### REQUEST 1
Render the entries as a numbered list with blank lines omitted, beginning at the line that contains "of the chrome" and continuing through the final line of the entries.

### QUOTED PASSAGE
A Two-Judge Bench comprising Justice Pamidighantam Sri Narasimha and Justice Alok Aradhe observed that a liability arising from a corporate guarantee squarely falls within the ambit of “financial debt” under Section 5(8) of the IBC, and that the amount of any liability in respect of guarantees for money borrowed against payment of interest is a financial debt. It reiterated that a guarantor incurs a coextensive liability with that of the principal borrower and such liability is enforceable in law.

The Bench found that the execution of the corporate guarantees was beyond doubt because the corporate debtor itself, through its counsel’s communication dated March 19, 2019, admitted the execution of the guarantees and stated that information regarding the guarantees had always been publicly available and adequately disclosed in financial statements and annual reports of the borrower group.

On the question of timing, the Bench held that the guarantees were executed before declaration of the account of the corporate debtor as NPA. Referring to Clause 17.2.6 of the RBI Master Circular dated July 01, 2015, the Bench noted that where a restructured asset is subjected to restructuring again, its asset classification is reckoned from the date when it first became NPA. Therefore, the retrospective NPA classification from August 26, 2016 could not be used to question the timing and manner of the guarantees executed on March 03, 2017.

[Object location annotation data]

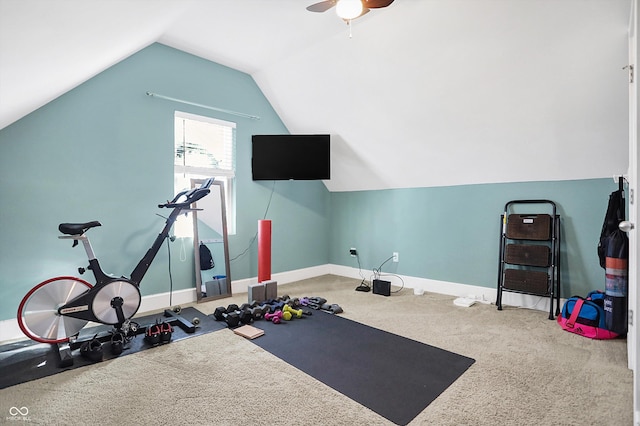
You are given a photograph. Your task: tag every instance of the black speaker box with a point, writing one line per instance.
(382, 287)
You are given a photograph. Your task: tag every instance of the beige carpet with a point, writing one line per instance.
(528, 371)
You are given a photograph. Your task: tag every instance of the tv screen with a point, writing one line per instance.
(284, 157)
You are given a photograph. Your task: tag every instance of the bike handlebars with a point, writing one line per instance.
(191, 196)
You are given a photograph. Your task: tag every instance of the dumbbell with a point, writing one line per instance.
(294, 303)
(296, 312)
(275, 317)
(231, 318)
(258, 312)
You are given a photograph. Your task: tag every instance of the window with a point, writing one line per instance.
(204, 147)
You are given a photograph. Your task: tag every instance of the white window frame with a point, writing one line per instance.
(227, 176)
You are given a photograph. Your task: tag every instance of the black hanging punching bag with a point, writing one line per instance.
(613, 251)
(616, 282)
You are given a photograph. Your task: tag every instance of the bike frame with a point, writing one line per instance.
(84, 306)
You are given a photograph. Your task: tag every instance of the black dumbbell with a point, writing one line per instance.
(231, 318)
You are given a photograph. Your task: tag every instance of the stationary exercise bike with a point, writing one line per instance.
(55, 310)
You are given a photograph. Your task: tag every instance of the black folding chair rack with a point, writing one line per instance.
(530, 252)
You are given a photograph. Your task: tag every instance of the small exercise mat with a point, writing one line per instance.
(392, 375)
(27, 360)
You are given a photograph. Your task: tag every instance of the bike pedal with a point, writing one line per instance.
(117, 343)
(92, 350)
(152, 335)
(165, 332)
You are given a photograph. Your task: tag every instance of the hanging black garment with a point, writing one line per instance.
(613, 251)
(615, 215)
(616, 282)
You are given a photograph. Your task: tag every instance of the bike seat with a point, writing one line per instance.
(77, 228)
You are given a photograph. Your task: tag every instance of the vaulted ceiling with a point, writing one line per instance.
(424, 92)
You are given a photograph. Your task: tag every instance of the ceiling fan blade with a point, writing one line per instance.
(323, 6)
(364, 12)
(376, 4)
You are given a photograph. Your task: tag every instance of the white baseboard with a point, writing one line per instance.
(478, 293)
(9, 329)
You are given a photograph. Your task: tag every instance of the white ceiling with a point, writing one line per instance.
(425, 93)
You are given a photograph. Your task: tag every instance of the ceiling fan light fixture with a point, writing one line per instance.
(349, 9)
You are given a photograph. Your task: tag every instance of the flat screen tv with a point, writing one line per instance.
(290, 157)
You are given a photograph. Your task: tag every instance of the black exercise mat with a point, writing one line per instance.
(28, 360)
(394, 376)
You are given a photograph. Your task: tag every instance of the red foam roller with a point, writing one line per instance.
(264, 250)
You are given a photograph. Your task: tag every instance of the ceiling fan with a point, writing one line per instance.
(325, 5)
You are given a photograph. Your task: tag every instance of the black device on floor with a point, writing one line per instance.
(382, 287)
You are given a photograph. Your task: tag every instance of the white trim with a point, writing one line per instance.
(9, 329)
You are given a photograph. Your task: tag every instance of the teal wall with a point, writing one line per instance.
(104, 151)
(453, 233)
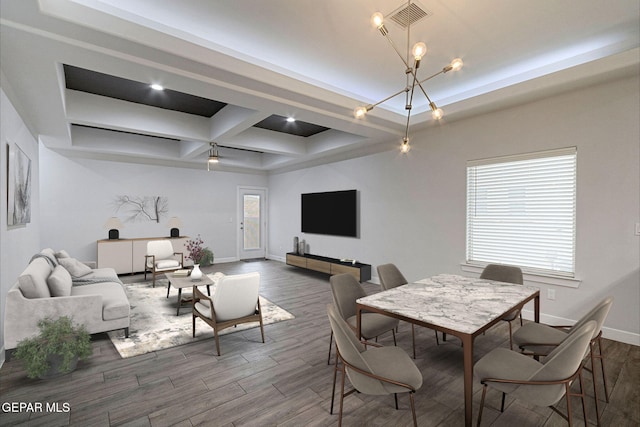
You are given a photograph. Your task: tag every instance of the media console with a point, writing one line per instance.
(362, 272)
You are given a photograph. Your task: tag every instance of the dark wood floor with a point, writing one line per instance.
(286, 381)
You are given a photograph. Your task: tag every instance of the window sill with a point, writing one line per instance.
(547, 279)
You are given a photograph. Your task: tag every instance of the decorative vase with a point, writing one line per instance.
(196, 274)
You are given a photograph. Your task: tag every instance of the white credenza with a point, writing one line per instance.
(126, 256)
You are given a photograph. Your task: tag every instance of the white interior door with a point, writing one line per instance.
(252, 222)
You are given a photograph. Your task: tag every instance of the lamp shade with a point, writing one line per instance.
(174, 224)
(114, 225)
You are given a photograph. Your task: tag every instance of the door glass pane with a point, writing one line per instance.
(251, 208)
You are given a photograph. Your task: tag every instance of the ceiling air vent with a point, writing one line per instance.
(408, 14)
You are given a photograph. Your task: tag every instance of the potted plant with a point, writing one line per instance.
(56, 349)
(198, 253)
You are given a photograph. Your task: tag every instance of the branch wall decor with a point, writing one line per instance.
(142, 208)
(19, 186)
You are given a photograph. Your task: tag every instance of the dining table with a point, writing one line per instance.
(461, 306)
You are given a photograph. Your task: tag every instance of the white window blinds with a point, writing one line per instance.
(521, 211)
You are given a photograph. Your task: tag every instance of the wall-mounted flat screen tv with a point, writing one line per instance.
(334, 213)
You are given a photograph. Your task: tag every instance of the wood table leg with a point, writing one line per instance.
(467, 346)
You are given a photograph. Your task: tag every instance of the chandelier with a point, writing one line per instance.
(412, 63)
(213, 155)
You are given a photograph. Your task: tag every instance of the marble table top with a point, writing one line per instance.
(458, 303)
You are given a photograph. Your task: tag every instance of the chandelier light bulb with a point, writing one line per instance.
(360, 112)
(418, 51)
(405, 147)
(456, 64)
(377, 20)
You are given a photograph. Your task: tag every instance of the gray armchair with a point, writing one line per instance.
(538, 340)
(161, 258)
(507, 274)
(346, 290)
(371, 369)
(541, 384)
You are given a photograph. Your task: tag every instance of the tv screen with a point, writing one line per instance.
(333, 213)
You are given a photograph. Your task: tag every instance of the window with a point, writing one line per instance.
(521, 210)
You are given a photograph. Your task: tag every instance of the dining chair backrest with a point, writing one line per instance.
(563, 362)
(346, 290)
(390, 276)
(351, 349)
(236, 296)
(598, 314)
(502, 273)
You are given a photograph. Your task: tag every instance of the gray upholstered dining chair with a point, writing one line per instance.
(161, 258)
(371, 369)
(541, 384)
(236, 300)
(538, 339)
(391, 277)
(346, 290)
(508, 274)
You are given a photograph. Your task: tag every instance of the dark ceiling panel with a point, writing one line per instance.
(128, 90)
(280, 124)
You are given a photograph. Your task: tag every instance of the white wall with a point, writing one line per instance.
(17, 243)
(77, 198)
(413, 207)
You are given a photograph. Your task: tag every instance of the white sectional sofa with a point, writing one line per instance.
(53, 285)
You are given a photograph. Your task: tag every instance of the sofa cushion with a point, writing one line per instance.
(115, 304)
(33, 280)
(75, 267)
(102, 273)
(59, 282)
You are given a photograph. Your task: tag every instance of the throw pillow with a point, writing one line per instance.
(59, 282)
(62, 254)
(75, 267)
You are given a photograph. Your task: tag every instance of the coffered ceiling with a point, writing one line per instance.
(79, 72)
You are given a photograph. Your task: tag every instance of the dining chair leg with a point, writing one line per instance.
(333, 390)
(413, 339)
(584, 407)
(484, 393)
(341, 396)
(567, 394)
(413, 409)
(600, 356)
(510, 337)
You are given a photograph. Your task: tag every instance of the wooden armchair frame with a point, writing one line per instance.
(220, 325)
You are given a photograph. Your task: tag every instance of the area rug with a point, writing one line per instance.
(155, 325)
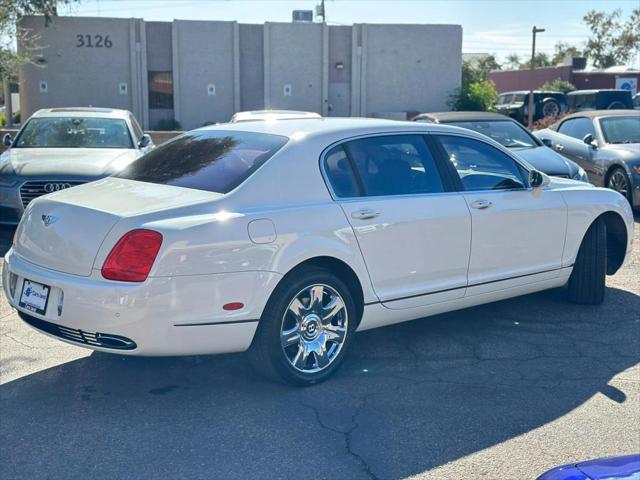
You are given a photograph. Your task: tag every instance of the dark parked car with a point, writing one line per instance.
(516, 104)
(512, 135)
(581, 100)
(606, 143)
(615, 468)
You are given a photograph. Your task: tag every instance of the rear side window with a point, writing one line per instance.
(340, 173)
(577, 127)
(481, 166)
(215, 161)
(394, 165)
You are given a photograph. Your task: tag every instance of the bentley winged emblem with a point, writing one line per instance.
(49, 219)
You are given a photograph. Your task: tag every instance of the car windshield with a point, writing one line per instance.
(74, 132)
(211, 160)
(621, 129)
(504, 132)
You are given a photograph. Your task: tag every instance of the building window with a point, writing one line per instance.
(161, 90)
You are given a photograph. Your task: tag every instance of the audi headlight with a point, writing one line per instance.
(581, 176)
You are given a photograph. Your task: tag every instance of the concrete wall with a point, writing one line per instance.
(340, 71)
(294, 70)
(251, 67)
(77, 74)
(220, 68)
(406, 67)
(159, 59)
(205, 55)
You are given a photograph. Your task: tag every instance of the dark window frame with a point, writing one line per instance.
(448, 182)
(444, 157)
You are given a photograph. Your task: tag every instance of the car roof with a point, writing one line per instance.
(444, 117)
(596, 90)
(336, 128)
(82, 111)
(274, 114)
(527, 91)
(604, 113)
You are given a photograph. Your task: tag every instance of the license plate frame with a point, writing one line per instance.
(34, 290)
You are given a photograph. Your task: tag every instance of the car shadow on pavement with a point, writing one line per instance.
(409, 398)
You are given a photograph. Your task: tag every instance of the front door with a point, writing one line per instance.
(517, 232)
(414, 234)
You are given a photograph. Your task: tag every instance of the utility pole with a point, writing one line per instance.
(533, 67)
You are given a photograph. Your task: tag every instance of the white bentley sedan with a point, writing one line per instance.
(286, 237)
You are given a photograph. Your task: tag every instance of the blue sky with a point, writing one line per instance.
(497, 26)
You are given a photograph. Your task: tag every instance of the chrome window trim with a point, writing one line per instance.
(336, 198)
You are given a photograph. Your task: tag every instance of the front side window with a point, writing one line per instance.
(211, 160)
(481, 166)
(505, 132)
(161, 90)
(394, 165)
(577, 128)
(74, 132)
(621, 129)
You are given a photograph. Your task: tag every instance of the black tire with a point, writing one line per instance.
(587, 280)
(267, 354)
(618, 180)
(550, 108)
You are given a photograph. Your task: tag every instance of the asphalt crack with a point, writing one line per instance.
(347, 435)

### REQUEST 2
In the passage on the corporate guarantee ruling, can you condense the paragraph beginning "On the question of timing" into a short bulleted list that keeps its main facts?

### EXERCISE RESULT 1
1. You are given a photograph. Your task: tag every instance of the chrome window trim with a point, writing one line per instance.
2. (336, 198)
3. You are given a photograph. Your task: tag every instance of the front side window with a point, writing one line per instance.
4. (211, 160)
5. (481, 166)
6. (505, 132)
7. (161, 90)
8. (394, 165)
9. (577, 128)
10. (74, 132)
11. (621, 129)
12. You are given a photograph. Your task: tag every instance of the black tire with a point, writing one line per instance.
13. (587, 280)
14. (267, 354)
15. (618, 180)
16. (550, 108)
17. You are given a photograph. Your task: tag every instance of the asphalt crack with a point, writing one line per instance.
18. (347, 435)

### EXERCISE RESULT 2
- The Bench held that the guarantees were executed before the corporate debtor's account was declared NPA.
- Under Clause 17.2.6 of the RBI Master Circular dated July 01, 2015, a restructured asset that is restructured again is classified from the date it first became NPA.
- Therefore, the retrospective NPA classification from August 26, 2016 could not be used to question the timing and manner of the guarantees executed on March 03, 2017.